▶ Extract
The budget asks for $1.5 billion in increased funding to help set up healthcare exchanges and educate consumers on the enrollment process, which is scheduled to begin on Oct. 1. The exchanges are to begin providing coverage on Jan. 1.
The increase would contribute to a budget of $80.1 billion for the Department of Health and Human Services, up nearly $4 billion over 2012. The 2013 budget is still being finalized.
"Even as it invests in areas that we know are critical for our future prosperity, the budget also contributes to the president's goal of cutting the deficit in a balanced way," health secretary Kathleen Sebelius said at a news briefing in Washington on Wednesday.
"That means safeguarding every dollar, cutting waste and duplication, seeking out savings wherever we can and making some very difficult choices we wouldn't have made at other times."
The budget calls for cuts to Medicare as part of a broad plan to reduce the program's costs by roughly $400 billion over the next decade. At the same time, it proposes $130 million in funding for mental health services and additional funding for research into gun violence following the Newtown, Connecticut, school shooting in December.
"While we know the vast number of Americans who struggle with mental illness are not violent, recent tragedies have reminded us of the staggering toll that untreated mental illness takes on our society," Sebelius said.
The Centers for Disease Control and Prevention will receive more than $30 million to support a nationwide violent death surveillance system and conduct research on the causes and prevention of gun violence.

▶ Dataset content

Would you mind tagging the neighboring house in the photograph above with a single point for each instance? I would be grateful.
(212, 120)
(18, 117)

▶ Check your understanding
1: Retype everything in the health budget article from "The budget asks" down to "coverage on Jan. 1.".
2: Write what comes next in the health budget article, picking up after its final sentence.
The listing plays no part in what follows.

▶ Results for the exercise
1:
The budget asks for $1.5 billion in increased funding to help set up healthcare exchanges and educate consumers on the enrollment process, which is scheduled to begin on Oct. 1. The exchanges are to begin providing coverage on Jan. 1.

2:
The budget increases funding for the Food and Drug Administration by $821 million and provides $31 billion to the National Institutes of Health to, among other things, fulfill the government's commitment to enhance research into Alzheimer's disease.
Of the FDA's proposed total budget of $4.7 billion, $295.8 million would be earmarked for food safety, including the implementation of the new Food Safety Modernization Act.
The food safety funding would consist of $43.4 million in taxpayer money and the rest in industry fees, including $58.9 million from food facilities for registration and inspection and $165.7 million from food importers.
Under the new safety law, the FDA for the first time will be allowed to penalize U.S. companies that fail to monitor produce they import from abroad. The Act was signed into law in January 2011 and represents the most sweeping reform of food safety laws in more than 70 years.
"The budget proposal is a significant investment in food safety," said Sandra Eskin, project director of the Food Safety Campaign at The Pew Charitable Trusts.
The FDA's commissioner, Dr. Margaret Hamburg, who appeared with Sebelius at the news briefing along with an array of other government health officials, described the agency's budget as "austere." She said 94 percent of the budget would come from user fees paid by industry.
The health department's budget assumes a permanent change to the way Medicare pays physicians. The current formula, known as the "sustainable growth rate" has called for reductions in physician payment rates since 2002, but each year Congress has blocked the reduction.
The government said it supports a period of payment stability lasting "several years" to allow time to develop new payment models that would reward healthcare practitioners who provide high-quality efficient care.
The budget also reduces the federal subsidy of Medicare costs for wealthier people and lists savings from reducing the length of time given to biologic drugs to 7 years from 12 years, allowing generic drugs to enter the market sooner.
Savings are also expected from a proposal that would allow the Federal Trade Commission to prevent branded pharmaceutical companies from paying generic drugmakers to delay the launch of generic rivals, known as "pay for delay" deals.
"This was in Obama's proposal in 2011, so this is not new," said Mark Schoenebaum, an analyst at ISI Group. "What is new is that the savings have increased from $3 billion to $11 billion, so still relatively small."